▶ **WHAT YOU SHOULD DO**
Copy the rows word for word, from the very start through the line that contains "box: [294, 413, 377, 473]", including that line. Leave the pictures out.
─── DATASET EXTRACT ───
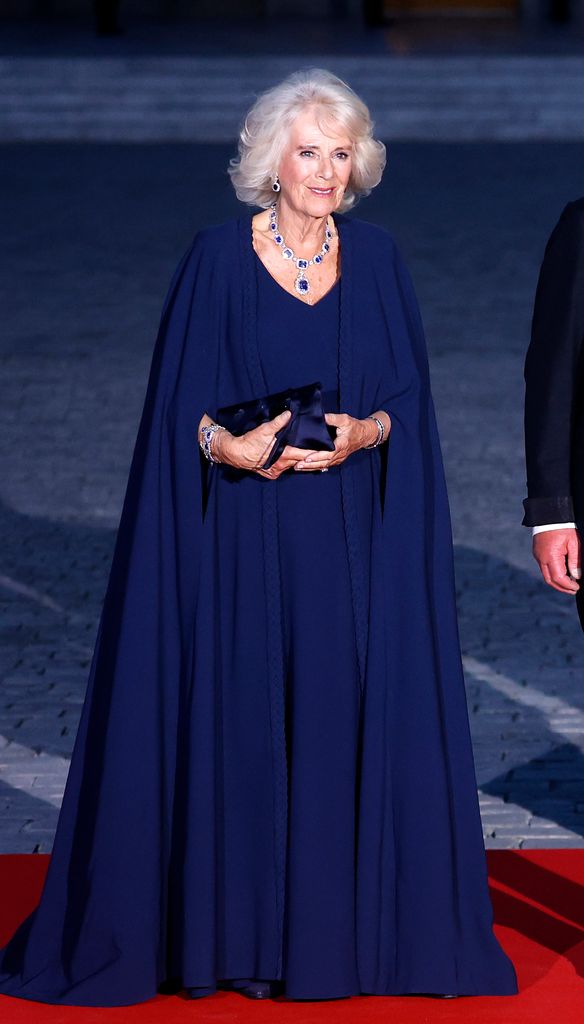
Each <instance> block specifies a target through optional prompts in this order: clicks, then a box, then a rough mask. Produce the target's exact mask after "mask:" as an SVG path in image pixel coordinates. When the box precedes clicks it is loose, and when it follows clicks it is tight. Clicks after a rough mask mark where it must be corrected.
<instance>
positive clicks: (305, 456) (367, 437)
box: [294, 413, 377, 473]
mask: <svg viewBox="0 0 584 1024" xmlns="http://www.w3.org/2000/svg"><path fill="white" fill-rule="evenodd" d="M325 420H326V422H327V423H330V424H331V425H332V426H335V427H336V428H337V435H336V437H335V449H334V452H309V453H308V454H307V455H306V456H305V457H304V458H303V459H302V460H301V461H300V462H297V463H296V465H295V466H294V471H298V472H300V473H302V472H306V471H310V470H321V469H328V468H329V467H330V466H338V465H339V463H341V462H344V460H345V459H346V458H347V457H348V456H349V455H352V453H353V452H357V451H358V450H359V449H361V447H363V446H364V445H365V444H370V443H372V441H373V440H374V438H375V436H376V434H377V428H375V433H373V431H372V425H373V426H375V424H374V422H373V421H372V420H358V419H356V417H354V416H349V415H348V413H325ZM372 433H373V436H372Z"/></svg>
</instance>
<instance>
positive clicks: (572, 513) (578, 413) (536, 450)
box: [523, 198, 584, 626]
mask: <svg viewBox="0 0 584 1024" xmlns="http://www.w3.org/2000/svg"><path fill="white" fill-rule="evenodd" d="M525 380H526V407H525V435H526V461H527V473H528V497H527V499H526V500H525V501H524V507H525V516H524V520H523V522H524V525H525V526H538V525H543V524H545V523H548V522H570V521H575V522H576V523H577V525H578V527H579V529H582V525H583V524H584V198H582V199H579V200H577V201H576V202H574V203H569V204H568V206H567V207H565V209H564V211H562V213H561V216H560V218H559V220H558V222H557V224H556V225H555V227H554V228H553V231H552V232H551V236H550V238H549V240H548V242H547V245H546V247H545V253H544V258H543V263H542V265H541V269H540V274H539V280H538V285H537V291H536V298H535V305H534V313H533V319H532V333H531V342H530V346H529V349H528V353H527V357H526V365H525ZM581 594H582V589H581V591H580V593H579V595H578V598H579V600H578V606H579V608H578V610H579V612H580V617H581V621H582V622H583V626H584V595H583V596H582V597H581Z"/></svg>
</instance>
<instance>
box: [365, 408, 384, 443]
mask: <svg viewBox="0 0 584 1024" xmlns="http://www.w3.org/2000/svg"><path fill="white" fill-rule="evenodd" d="M366 420H375V422H376V424H377V437H376V438H375V440H374V441H373V443H372V444H364V445H363V446H364V449H370V447H377V445H378V444H381V442H382V440H383V438H384V436H385V427H384V426H383V423H382V422H381V420H379V419H378V418H377V416H366Z"/></svg>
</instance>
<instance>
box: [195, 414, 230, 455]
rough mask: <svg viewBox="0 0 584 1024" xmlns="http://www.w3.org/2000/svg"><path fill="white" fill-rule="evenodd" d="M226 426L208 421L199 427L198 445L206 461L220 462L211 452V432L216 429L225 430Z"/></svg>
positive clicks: (226, 428) (216, 429) (211, 432)
mask: <svg viewBox="0 0 584 1024" xmlns="http://www.w3.org/2000/svg"><path fill="white" fill-rule="evenodd" d="M226 429H227V428H226V427H222V426H221V425H220V423H210V424H208V425H207V426H206V427H201V430H200V435H201V436H200V438H199V447H200V449H201V451H202V453H203V455H204V456H205V458H206V459H207V460H208V462H220V461H221V460H220V459H217V458H215V456H214V455H213V453H212V452H211V440H212V437H213V434H214V433H215V431H217V430H226Z"/></svg>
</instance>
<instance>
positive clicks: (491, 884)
mask: <svg viewBox="0 0 584 1024" xmlns="http://www.w3.org/2000/svg"><path fill="white" fill-rule="evenodd" d="M488 858H489V871H490V877H491V885H492V894H493V902H494V906H495V916H496V921H497V926H496V929H497V934H498V937H499V939H500V941H501V942H502V944H503V946H504V948H505V950H506V951H507V952H508V954H509V955H510V957H511V959H512V961H513V964H514V965H515V969H516V972H517V977H518V982H519V994H518V995H515V996H506V997H500V996H472V997H468V996H467V997H460V998H457V999H434V998H429V997H419V996H360V997H357V996H352V997H351V998H349V999H332V1000H328V1001H319V1002H295V1001H292V1000H291V1001H289V1002H287V1001H286V1000H282V999H279V1000H266V1001H265V1002H256V1001H253V1000H251V999H246V998H244V997H242V996H241V995H237V994H235V993H233V992H219V993H217V994H216V995H211V996H208V997H206V998H205V999H201V1000H199V999H197V1000H193V999H187V998H184V997H183V996H182V995H180V994H179V995H164V996H163V995H159V996H157V997H156V998H155V999H151V1000H150V1001H149V1002H142V1004H139V1005H138V1006H133V1007H115V1008H113V1009H111V1008H110V1009H91V1008H77V1007H62V1008H60V1007H50V1006H45V1005H43V1004H40V1002H31V1001H28V1000H25V999H12V998H9V997H8V996H0V1022H1V1024H33V1022H34V1024H61V1022H62V1024H72V1022H75V1024H78V1022H79V1024H103V1022H106V1021H107V1022H110V1021H111V1022H112V1024H163V1022H164V1024H182V1022H193V1021H202V1022H204V1024H206V1022H217V1024H232V1022H233V1024H246V1022H249V1021H261V1022H262V1024H263V1022H265V1024H288V1022H296V1021H298V1022H301V1024H321V1022H327V1024H328V1022H329V1021H333V1022H337V1021H338V1022H339V1024H341V1022H343V1024H352V1022H354V1024H357V1022H359V1024H369V1022H379V1024H381V1022H383V1024H392V1022H395V1024H425V1022H426V1021H427V1022H431V1024H433V1022H434V1021H435V1022H439V1024H442V1022H452V1021H456V1022H460V1024H565V1022H566V1024H580V1022H584V849H582V850H529V851H519V850H490V851H489V853H488ZM47 863H48V857H46V856H34V855H31V856H0V894H1V902H0V945H2V944H4V943H5V942H6V941H7V940H8V939H9V937H10V935H11V934H12V932H13V931H14V929H15V928H16V926H17V924H18V923H19V921H22V920H23V918H25V916H26V914H27V913H28V912H29V911H30V910H31V909H33V907H34V906H35V904H36V902H37V900H38V898H39V895H40V891H41V888H42V883H43V878H44V873H45V870H46V866H47Z"/></svg>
───
▶ **WRITTEN ANSWER**
Each <instance> block specifies a target through optional prompts in this order: clicks, then a box, then a rough mask. Produce the target's exact mask after "mask:" as an SVG path in image pixel coordinates. When the box precedes clicks it is loose, and when it follows clicks it is tight. Clicks after a rough mask mark where it must be corrected.
<instance>
positive clicks: (305, 456) (367, 437)
box: [294, 413, 377, 473]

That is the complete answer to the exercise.